WRITTEN TASK:
From the line containing "Where can the canoe hull" to the end of the data, retype every line exactly and nothing else. Drop the pictures.

RAW DATA:
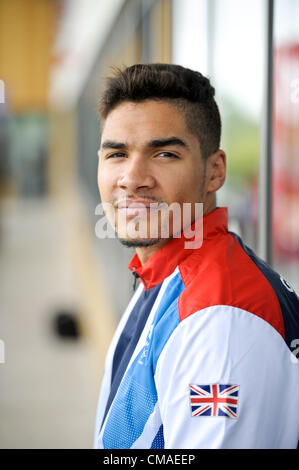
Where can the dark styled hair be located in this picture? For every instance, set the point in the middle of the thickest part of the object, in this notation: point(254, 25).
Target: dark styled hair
point(186, 89)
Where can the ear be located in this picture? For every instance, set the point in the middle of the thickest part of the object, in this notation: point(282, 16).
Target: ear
point(216, 171)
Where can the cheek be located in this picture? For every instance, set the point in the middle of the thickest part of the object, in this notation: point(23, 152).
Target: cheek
point(104, 183)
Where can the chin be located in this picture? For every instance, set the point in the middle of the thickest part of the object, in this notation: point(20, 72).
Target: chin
point(139, 242)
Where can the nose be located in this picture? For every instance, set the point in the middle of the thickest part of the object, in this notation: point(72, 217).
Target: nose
point(135, 175)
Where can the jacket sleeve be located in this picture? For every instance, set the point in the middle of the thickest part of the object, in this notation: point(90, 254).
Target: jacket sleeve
point(227, 346)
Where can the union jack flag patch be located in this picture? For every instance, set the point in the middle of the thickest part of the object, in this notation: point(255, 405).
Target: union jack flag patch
point(214, 400)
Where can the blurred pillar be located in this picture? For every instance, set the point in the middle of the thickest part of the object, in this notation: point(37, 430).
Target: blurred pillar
point(265, 175)
point(27, 29)
point(211, 17)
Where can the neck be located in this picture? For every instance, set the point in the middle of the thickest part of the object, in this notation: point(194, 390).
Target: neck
point(145, 252)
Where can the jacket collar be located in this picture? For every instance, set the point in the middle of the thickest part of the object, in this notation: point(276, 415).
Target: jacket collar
point(162, 263)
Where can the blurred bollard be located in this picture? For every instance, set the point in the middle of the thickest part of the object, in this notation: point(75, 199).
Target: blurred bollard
point(66, 325)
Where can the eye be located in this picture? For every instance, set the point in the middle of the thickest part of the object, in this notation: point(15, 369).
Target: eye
point(116, 155)
point(167, 155)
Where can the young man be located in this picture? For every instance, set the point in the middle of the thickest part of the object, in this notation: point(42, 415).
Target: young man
point(202, 355)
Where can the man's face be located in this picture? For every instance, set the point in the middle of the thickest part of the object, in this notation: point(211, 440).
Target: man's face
point(148, 156)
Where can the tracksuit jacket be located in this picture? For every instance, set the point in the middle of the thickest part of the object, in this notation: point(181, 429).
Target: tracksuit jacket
point(206, 353)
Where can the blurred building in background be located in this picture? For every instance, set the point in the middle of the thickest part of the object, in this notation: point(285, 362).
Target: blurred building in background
point(54, 57)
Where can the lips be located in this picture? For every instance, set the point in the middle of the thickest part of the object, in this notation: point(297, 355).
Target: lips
point(136, 206)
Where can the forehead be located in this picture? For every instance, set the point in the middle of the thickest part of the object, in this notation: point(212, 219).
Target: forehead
point(145, 120)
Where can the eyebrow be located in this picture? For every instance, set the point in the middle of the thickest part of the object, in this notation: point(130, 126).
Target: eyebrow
point(156, 143)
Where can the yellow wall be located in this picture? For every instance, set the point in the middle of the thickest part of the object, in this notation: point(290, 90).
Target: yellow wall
point(26, 36)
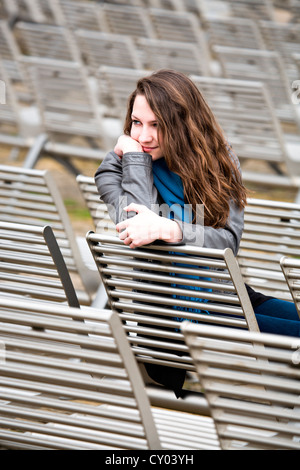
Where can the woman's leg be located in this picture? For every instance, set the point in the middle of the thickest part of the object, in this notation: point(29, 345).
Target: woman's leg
point(279, 317)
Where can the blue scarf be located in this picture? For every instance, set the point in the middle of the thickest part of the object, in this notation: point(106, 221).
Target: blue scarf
point(170, 188)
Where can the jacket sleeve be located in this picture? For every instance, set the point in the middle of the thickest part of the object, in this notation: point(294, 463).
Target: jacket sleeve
point(130, 179)
point(121, 181)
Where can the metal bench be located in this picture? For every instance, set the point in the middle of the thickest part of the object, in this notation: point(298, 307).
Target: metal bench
point(32, 266)
point(150, 289)
point(255, 135)
point(75, 385)
point(271, 230)
point(31, 197)
point(251, 382)
point(266, 66)
point(291, 270)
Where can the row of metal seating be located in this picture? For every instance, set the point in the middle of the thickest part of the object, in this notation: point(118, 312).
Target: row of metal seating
point(69, 379)
point(72, 383)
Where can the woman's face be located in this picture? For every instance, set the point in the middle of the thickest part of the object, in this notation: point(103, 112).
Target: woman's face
point(144, 127)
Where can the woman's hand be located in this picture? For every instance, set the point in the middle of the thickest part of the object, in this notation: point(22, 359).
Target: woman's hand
point(126, 144)
point(146, 227)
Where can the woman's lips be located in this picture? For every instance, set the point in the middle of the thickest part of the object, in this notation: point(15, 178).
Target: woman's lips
point(148, 149)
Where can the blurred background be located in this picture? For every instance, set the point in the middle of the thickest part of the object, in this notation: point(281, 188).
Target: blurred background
point(67, 68)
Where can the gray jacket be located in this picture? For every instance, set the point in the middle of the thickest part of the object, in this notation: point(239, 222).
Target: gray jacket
point(121, 181)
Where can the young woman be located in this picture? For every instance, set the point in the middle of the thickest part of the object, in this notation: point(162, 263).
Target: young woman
point(174, 152)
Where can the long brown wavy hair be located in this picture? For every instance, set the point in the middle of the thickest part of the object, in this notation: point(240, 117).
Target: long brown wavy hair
point(193, 144)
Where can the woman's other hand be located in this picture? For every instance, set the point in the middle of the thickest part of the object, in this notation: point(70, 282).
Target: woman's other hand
point(146, 227)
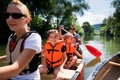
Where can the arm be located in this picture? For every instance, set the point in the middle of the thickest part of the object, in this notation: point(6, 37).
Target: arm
point(60, 32)
point(7, 72)
point(78, 54)
point(65, 59)
point(3, 58)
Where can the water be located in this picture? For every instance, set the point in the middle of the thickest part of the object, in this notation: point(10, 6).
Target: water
point(108, 46)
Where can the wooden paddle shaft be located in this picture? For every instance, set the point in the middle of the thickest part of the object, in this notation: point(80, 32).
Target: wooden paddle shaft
point(114, 63)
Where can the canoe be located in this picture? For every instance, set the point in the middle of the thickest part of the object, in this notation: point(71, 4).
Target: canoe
point(69, 74)
point(108, 70)
point(76, 73)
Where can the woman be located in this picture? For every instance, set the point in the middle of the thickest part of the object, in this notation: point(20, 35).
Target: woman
point(23, 45)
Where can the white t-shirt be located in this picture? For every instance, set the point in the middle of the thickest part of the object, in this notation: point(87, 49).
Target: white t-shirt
point(32, 42)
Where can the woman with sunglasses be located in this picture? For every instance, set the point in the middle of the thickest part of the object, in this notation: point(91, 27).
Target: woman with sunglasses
point(23, 45)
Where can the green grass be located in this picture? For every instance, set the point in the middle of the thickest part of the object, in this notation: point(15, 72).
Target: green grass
point(2, 52)
point(2, 49)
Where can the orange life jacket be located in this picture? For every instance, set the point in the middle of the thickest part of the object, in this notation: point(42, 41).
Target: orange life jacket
point(54, 54)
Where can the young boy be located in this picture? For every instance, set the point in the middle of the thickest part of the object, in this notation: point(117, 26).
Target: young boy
point(54, 55)
point(71, 50)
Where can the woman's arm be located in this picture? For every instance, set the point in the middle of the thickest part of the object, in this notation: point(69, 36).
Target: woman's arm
point(3, 58)
point(10, 71)
point(78, 54)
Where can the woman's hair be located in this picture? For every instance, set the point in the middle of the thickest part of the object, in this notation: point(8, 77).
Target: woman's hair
point(19, 3)
point(52, 31)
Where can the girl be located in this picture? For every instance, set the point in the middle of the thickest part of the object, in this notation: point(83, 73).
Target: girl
point(23, 45)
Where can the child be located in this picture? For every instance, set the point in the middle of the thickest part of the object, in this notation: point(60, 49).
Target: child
point(54, 55)
point(71, 51)
point(23, 45)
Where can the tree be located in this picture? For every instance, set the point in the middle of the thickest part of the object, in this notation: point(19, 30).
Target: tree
point(87, 28)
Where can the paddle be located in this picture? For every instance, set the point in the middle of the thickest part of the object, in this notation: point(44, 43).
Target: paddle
point(90, 48)
point(114, 63)
point(93, 50)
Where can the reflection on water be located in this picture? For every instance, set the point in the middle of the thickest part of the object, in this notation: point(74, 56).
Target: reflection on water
point(108, 46)
point(93, 62)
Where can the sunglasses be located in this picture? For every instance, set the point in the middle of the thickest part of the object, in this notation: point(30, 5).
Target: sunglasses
point(72, 28)
point(14, 15)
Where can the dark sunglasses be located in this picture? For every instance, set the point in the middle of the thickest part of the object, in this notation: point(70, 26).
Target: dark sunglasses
point(14, 15)
point(72, 28)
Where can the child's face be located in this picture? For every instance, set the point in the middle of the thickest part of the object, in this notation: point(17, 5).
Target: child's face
point(73, 40)
point(53, 37)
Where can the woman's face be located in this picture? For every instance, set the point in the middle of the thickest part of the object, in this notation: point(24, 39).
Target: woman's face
point(15, 17)
point(53, 37)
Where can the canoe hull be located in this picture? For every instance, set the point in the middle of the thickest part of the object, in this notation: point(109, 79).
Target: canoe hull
point(107, 71)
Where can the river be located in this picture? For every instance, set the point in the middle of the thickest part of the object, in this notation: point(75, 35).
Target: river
point(108, 46)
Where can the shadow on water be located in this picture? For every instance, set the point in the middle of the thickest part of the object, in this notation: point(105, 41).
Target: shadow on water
point(107, 45)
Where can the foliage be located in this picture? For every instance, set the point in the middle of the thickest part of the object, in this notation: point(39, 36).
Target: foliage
point(112, 23)
point(47, 14)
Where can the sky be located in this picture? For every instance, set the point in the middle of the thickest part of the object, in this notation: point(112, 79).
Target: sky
point(99, 10)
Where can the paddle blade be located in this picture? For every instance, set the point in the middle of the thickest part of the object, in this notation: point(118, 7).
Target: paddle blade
point(93, 50)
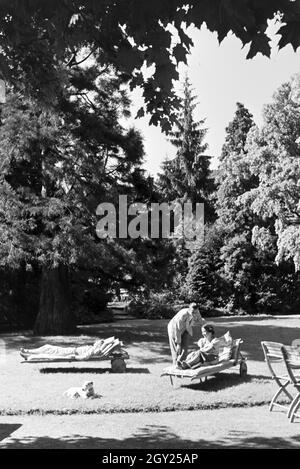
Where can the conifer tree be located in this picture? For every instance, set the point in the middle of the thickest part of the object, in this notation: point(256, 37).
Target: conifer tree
point(186, 176)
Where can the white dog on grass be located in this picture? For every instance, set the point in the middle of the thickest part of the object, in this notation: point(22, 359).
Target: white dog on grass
point(85, 391)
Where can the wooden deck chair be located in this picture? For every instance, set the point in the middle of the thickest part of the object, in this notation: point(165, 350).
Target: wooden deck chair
point(201, 371)
point(111, 349)
point(291, 357)
point(273, 356)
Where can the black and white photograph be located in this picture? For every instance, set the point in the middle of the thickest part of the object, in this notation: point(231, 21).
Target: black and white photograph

RESULT FOR THIS EXERCISE:
Where can the canoe hull be located in this picture? For every instance, set the point in the middle of the thickest part of the object, in this notation: point(109, 79).
Target: canoe hull
point(107, 71)
Where can the river be located in this picture? For every instance, set the point in the middle of the thickest part of the object, in this notation: point(75, 35).
Target: river
point(108, 46)
Where can the shadow on water be located in this picture? For every instance, set the point in the middle of the thickest part of the object, in this notation: point(105, 41).
Target: shadow on water
point(107, 45)
Where can the foliage be located in this picture? For every instance, set the point in the middle of the thickest part of the object, in this notation: point(39, 36).
Target: foliage
point(112, 23)
point(47, 14)
Where can the sky be located in this picture? For every instance, set the point in the middle of the thickest part of the object, in this notation: point(112, 79).
Target: sky
point(99, 10)
Where can the paddle blade be located in this picture? For every instance, set the point in the middle of the thickest part of the object, in this notation: point(118, 7).
Target: paddle blade
point(93, 50)
Where can the conifer tree be located in this picture? For every instance, set the point in the middle of the thickest part of the object, in this notation: point(256, 37).
Target: conifer tree
point(186, 176)
Where can the white dog on grass be located in this picture? For every instance, set the point in the middle of the thickest part of the object, in this notation: point(22, 359).
Target: white dog on grass
point(85, 391)
Where can the wooden deck chair be located in this picture? For every instance, set the point in the middle of the thickest part of the object, in this notation: point(165, 350).
Target: wooden deck chair
point(201, 371)
point(111, 349)
point(291, 357)
point(273, 356)
Where can the black and white photograph be located in this picture? For every instance, set the point in the middle of the thickest part of the object, in this notation: point(231, 21).
Target: black and white photograph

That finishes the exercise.